── TEXT SECTION ──

I wasn’t surprised by what was in the column, but was a little shocked that it would appear in the Wall Street Journal. Either the author has a similarly skewed view of Crean, or the Journal believes that their is a bounty of Kelley School of Business grads around the country who will lap up any and all IU Basketball perspective, including an arcane occurrence that makes the 2012-2013 Indiana team the biggest underachiever in college basketball history, according to the WSJ.
The graphic from the WSJ above shows all 13 teams in the history of college basketball to have two top five players drafted in the NBA Draft and how they finished in that year’s NCAA Tourney. Only five won the tournament, one was the runner-up, three more lost in the Final Four, one lost in the Elite Eight, and the other three (IU in 2013 among them) lost in the Sweet Sixteen.
The two players who were drafted in the top five for the other two teams to lose in the Sweet Sixteen won a different tournament at some point during their careers.
I like a man willing to take a passionate stand against a successful coach for purely personal reasons as much as the next guy – more probably. And I have liked this person very much since meeting him as a freshman after being told that his name was Larry. I greeted him on the way to the Briscoe Quad’s cafeteria, “Hey, Larry!” He said clearly and loudly, “That’s – not – my – name!” It was friendship at first sight.
But in this limited instance, “Len” is wrong. Here are five great reasons off the top of my head as to why (if I gave it much thought, I could come up with a screed rivaling the length of Martin Luther’s grievances against the Catholic Church):
- Since arriving in Bloomington, Crean’s Hoosiers have won 6, 10, 12, 27, and 29 games.
- Despite losing in the Sweet Sixteen in two consecutive years, the improvement of Victor Oladipo from the 144th ranked high school player in 2010 to the #2 NBA draft pick makes Indiana a destination for recruits serious about improving their games.
- The NCAA’s Academic Progress Rate score for Indiana Basketball has been a perfect 1,000.
- Indiana won the 2013 regular season Big Ten Championship – it’s first unshared title in 20 years.
- The 2013 recruiting class is ranked fourth nationally by ESPN, and the only Big Ten program in the top ten.
There is no doubt a disconnect exists between the IU grads who matriculated (I haven’t matriculated in years!) during the Bob Knight era. The offense Indiana runs looks nothing like the rhythmic and effective motion offense of Knight’s. The relentless ball screens make some of the older IU fans wince.
A personal disconnect is there on some level too, but the work IU basketball players do in the classroom and on the court is exemplary, and that’s the criteria by which Crean should be judged.
It’s impossible for a coach to win NCAA Tournaments without some luck, and Indiana (with a bad early pairing against eventual champ Kentucky in 2012, and one poor performance against Syracuse) haven’t had much.
There is certainly room to be critical of Crean as it appears he tries to coach Indiana players into peaking physically and mentally through the entire season. The Hoosiers appeared to run out of gas late last season – notably in the second half against Ohio State on March 5th and beyond. Slowing feet late in the season makes winning tough. I would love to see Crean back off the minutes of his starters during the pre-Big Ten season, and clear the bench a little earlier during blowouts, but that’s Monday morning quarterbacking after seeing the result of the extended minutes.

───
── LISTING ──

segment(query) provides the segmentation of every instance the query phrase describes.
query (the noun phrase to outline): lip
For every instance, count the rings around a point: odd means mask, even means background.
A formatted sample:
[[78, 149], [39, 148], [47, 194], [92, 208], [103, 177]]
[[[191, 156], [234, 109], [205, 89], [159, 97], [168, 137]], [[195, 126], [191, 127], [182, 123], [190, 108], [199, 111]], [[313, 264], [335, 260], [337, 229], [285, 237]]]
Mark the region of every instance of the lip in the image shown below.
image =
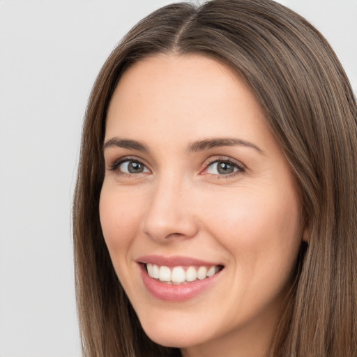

───

§ PROBLEM SET:
1 > Echo the stretch of the Indiana basketball text from "- The NCAA’s" through "IU fans wince.", word for word.
2 > Carry on the piece about Tom Crean and Indiana basketball, picking up right after its final sentence.
The entries have nothing to do with the Indiana basketball piece.

§ SOLVED PROBLEMS:
1 >
- The NCAA’s Academic Progress Rate score for Indiana Basketball has been a perfect 1,000.
- Indiana won the 2013 regular season Big Ten Championship – it’s first unshared title in 20 years.
- The 2013 recruiting class is ranked fourth nationally by ESPN, and the only Big Ten program in the top ten.
There is no doubt a disconnect exists between the IU grads who matriculated (I haven’t matriculated in years!) during the Bob Knight era. The offense Indiana runs looks nothing like the rhythmic and effective motion offense of Knight’s. The relentless ball screens make some of the older IU fans wince.

2 >
Crean has gotten to the pinnacle of his profession through relentless hard work. To expect a coach with that professional background to back off the throttle at any point is not reasonable.
No coach is without warts, but Crean’s IU program is clean, graduates all players, wins at a high level, and recruits with Duke, Kentucky, and Kansas. That makes a great and correct answer to the question – who should coach basketball at Indiana University?
I love the emails, but Crean has succeeded where few others might have.
You took the Crean angle; I will take the underachieving teams angle. North Carolina in ’84 was MUCH more a disappointment than last year’s Hoosier squad:
That year North Carolina lost in the East Regional to IU. North Carolina went into the tournament ranked No 1 with a 28-2 record. They had Michael Jordan, Sam Perkins, Kenny Smith, Brad Daugherty and Joe Wolf — ALL FIRST ROUND PICKS!
Indiana had eight losses and a relatively unknown team. Only two players, Steve Alford and Uwe Blab, would scarcely even see the NBA.
My friend took the Crean angle, which I debated. Indiana also had the great Dan Dakich and Winston Morgan, not to mention the always turning wheels of Bob Knight, who was never better than in preparing for teams who were supposed to beat Indiana.
People tend to make snap judgments about coaches and people of the opposite sex. It isn’t prudent in either case.
Statistics are for losers (except those used by the Wall Street Journal).
86% of Boilermakers agree with that statement 43% of the time.
Kent:
Your five facts are all correct but have nothing to do with whether the Hoosiers underachieved this past season in the NCAA tournament, which was the point of Ben Cohen’s article. I don’t know how anyone could argue that IU grossly underachieved as a #1 seed, with the success and talent they had this last season.
It’s great to see IU basketball back but let’s not give CTC credit for being a great coach until his teams overachieve on the floor. That is the mark of a great coach/leader…the ability to take talent and achieve results beyond what that talent “should” have been capable of individually. I don’t see that yet in CTC. In the interim, annual Sweet 16 appearances will be more than welcomed by the IU faithful.
Sorry for stepping in (well, a little sorry), but if the whole point of Cohen’s article is that IU underachieved, then that isn’t really worthy of an article. Every year coaches and teams underachieve. That was the point of my ’84 NC (Dean Smith) comparison. Why would singling Crean out for that – especially this early in his IU career have any value?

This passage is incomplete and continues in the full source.